__Collected data entries__.
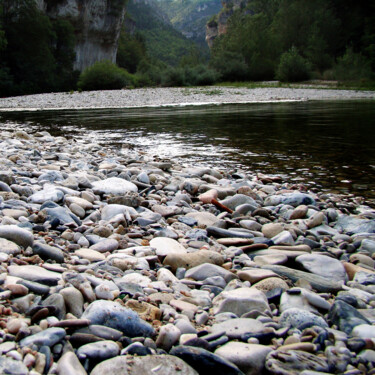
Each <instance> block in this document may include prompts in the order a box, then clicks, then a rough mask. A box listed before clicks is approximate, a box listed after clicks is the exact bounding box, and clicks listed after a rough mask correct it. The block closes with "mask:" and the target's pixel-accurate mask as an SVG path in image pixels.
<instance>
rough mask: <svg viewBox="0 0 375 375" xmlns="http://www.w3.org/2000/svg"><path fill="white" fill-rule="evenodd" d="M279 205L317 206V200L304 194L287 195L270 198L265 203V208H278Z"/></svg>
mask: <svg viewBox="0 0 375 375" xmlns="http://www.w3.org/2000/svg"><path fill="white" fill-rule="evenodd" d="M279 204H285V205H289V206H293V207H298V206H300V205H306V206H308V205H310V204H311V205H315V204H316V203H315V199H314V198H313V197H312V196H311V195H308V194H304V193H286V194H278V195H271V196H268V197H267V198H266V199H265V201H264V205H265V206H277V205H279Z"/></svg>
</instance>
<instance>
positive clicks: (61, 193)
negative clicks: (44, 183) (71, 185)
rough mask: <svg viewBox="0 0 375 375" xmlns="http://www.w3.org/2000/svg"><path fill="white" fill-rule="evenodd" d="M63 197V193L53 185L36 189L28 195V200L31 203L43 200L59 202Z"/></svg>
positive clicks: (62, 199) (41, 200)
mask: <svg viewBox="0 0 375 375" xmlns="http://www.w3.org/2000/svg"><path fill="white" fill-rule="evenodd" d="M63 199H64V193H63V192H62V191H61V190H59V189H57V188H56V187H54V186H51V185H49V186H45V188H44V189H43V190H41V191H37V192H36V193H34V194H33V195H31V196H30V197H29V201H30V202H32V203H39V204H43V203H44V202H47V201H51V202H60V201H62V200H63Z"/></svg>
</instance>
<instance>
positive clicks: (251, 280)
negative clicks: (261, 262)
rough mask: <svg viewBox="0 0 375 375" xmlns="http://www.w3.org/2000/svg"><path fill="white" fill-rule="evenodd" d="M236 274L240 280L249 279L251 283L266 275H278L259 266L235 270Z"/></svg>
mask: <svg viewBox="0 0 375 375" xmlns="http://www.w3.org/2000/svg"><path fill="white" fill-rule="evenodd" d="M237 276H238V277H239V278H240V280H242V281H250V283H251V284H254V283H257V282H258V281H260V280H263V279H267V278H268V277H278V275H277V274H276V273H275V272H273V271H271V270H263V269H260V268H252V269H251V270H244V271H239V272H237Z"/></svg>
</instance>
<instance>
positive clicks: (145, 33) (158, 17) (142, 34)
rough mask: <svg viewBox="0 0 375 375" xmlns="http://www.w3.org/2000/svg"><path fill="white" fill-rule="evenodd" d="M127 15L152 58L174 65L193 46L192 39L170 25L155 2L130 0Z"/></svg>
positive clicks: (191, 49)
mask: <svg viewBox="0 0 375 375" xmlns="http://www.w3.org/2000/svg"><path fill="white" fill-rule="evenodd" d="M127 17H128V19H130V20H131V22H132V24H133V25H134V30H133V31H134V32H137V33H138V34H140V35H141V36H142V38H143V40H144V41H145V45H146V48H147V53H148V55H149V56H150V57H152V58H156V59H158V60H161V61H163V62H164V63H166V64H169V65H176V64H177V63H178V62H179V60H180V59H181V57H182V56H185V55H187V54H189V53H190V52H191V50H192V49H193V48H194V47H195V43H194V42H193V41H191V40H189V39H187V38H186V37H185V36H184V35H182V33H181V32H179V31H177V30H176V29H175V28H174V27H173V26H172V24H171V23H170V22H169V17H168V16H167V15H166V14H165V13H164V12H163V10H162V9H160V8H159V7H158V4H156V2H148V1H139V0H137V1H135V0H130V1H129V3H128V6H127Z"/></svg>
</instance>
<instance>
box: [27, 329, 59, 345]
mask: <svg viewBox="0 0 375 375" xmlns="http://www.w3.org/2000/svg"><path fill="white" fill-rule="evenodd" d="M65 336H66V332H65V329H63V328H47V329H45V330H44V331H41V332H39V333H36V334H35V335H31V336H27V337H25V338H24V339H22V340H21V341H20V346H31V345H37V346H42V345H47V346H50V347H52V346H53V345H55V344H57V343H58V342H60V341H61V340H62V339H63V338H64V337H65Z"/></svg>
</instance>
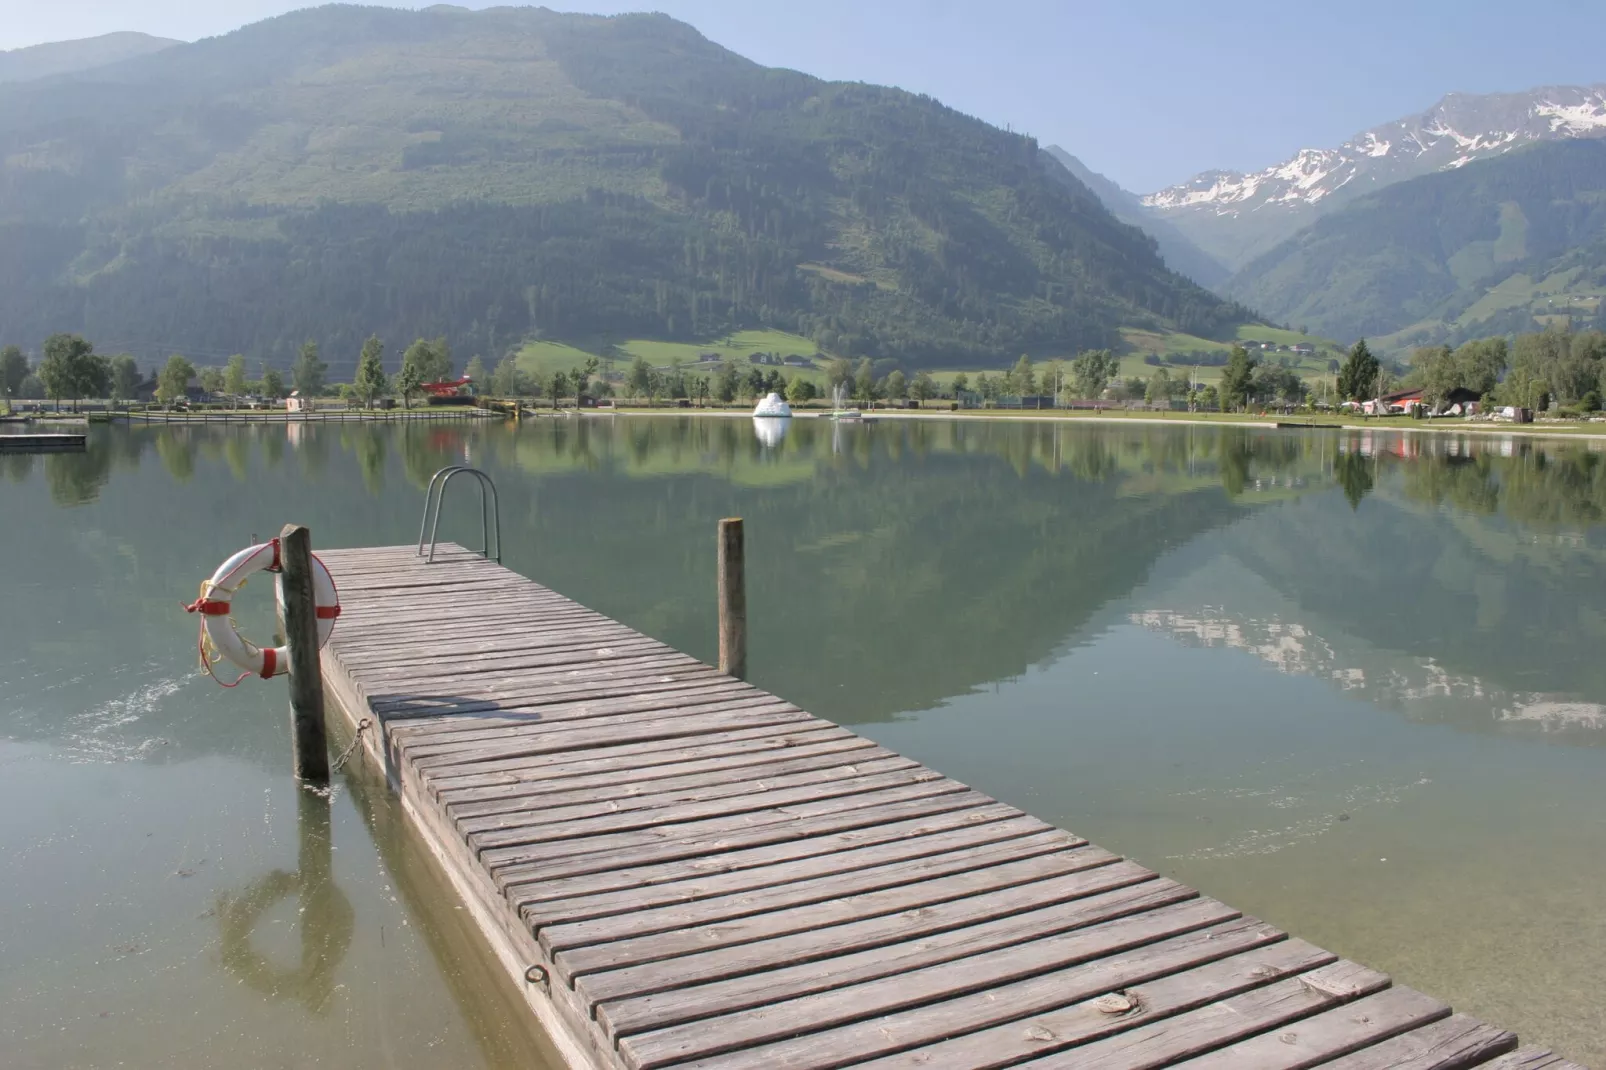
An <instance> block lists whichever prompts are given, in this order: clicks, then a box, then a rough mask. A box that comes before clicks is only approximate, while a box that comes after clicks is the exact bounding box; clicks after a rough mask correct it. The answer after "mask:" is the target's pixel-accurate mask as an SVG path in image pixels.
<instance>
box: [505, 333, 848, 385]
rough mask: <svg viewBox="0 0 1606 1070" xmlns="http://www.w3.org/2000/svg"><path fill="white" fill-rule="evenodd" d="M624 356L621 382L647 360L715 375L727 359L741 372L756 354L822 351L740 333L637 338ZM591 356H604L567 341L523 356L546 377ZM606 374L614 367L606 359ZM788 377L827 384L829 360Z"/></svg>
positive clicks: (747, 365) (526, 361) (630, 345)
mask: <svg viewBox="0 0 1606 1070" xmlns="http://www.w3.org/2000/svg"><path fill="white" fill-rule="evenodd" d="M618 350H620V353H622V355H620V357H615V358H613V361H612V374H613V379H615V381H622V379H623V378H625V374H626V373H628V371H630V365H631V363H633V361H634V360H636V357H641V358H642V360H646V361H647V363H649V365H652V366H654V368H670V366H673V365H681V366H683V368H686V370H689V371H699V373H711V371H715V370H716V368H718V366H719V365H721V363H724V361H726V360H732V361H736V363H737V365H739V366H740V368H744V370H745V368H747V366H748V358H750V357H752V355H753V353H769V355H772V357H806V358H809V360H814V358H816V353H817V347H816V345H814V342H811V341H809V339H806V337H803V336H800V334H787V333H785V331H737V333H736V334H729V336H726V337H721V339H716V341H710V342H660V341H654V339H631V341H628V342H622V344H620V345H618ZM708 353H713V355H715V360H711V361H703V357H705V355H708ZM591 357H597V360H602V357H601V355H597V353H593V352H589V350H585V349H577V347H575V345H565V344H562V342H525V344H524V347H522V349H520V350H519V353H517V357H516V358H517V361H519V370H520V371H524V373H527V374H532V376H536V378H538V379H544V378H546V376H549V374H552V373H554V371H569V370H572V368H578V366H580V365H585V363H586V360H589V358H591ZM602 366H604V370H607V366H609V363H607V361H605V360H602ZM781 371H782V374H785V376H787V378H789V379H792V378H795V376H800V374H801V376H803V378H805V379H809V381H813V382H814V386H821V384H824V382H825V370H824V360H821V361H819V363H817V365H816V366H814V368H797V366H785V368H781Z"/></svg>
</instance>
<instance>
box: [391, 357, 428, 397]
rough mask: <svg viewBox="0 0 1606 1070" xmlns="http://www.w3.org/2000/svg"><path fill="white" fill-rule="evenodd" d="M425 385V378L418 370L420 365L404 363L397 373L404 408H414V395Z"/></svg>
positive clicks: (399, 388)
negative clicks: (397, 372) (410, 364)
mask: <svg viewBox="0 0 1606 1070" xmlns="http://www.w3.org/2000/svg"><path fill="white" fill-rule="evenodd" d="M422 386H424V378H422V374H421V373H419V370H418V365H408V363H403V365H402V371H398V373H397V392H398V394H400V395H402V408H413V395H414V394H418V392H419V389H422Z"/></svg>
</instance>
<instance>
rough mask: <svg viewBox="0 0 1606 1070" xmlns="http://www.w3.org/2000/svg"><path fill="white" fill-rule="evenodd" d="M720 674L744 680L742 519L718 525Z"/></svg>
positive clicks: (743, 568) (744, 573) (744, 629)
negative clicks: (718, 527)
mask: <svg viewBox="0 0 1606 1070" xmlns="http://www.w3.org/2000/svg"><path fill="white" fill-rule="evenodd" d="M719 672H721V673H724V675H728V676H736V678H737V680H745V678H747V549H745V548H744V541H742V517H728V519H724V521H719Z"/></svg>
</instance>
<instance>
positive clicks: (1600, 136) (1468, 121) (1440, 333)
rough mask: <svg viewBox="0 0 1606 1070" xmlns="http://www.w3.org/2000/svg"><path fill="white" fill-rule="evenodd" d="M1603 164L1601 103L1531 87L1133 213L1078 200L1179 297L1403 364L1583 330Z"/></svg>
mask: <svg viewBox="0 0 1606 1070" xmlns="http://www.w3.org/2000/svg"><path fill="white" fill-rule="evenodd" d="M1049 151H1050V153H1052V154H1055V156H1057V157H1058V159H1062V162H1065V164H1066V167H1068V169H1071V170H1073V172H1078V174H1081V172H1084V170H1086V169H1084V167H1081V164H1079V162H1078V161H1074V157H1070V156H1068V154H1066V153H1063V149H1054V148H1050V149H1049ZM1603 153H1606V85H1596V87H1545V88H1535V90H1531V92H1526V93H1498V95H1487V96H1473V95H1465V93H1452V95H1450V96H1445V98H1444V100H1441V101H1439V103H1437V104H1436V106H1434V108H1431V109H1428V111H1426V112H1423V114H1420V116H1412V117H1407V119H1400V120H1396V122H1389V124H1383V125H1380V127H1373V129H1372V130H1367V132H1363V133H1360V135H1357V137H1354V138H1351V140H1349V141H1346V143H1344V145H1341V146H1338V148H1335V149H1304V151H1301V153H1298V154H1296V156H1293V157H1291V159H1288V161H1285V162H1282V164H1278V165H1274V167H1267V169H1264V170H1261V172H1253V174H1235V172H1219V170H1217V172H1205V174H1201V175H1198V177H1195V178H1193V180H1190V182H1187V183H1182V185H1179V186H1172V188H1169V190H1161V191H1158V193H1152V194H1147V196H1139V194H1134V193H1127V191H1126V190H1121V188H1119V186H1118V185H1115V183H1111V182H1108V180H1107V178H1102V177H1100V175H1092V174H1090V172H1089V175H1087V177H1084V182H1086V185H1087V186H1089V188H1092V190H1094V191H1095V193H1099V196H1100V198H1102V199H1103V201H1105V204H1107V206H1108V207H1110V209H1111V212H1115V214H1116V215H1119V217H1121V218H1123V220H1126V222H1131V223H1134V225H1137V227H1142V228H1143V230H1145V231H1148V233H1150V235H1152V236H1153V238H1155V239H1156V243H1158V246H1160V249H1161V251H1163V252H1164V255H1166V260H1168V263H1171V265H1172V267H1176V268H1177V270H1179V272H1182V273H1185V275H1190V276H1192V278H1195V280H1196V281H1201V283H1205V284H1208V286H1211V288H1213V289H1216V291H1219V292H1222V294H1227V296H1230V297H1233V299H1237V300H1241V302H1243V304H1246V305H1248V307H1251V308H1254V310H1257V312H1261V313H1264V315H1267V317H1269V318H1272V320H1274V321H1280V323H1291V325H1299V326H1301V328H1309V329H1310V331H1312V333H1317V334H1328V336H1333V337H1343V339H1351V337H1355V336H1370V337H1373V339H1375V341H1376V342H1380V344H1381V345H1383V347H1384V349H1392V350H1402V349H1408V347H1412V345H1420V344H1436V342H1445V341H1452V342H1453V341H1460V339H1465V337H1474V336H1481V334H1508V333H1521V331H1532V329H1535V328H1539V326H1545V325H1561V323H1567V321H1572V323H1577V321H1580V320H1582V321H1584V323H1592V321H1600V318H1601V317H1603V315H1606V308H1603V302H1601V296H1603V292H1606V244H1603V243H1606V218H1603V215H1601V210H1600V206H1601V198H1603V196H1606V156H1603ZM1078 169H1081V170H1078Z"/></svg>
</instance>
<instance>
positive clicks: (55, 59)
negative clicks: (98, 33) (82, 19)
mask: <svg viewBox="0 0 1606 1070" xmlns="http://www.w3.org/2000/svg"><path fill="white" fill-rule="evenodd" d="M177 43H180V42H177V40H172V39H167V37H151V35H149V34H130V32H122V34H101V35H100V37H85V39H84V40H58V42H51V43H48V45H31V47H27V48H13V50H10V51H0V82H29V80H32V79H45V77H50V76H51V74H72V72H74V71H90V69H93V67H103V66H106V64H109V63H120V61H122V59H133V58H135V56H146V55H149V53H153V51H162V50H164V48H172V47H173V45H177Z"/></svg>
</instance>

__Exercise description__.
Pick out every line above that contains the word "accurate" and copy it.

__Expected answer__.
Each <instance> block in this document may include prompts in the order a box, then clicks, then a rough mask. A box listed before clicks is approximate, a box listed after clicks is the exact bounding box, and clicks listed after a rough mask correct it. The block closes with "mask:" and the target's pixel-accurate mask as an SVG path in image pixels.
An <instance> block lists whichever prompts are given, in this order: clicks, then a box, then a rough mask. A box that comes before clicks is only approximate, while a box that comes after clicks is the exact bounding box; clicks after a rough mask correct it. The answer after "mask:" is the target's pixel-accurate mask as an SVG path in image pixels.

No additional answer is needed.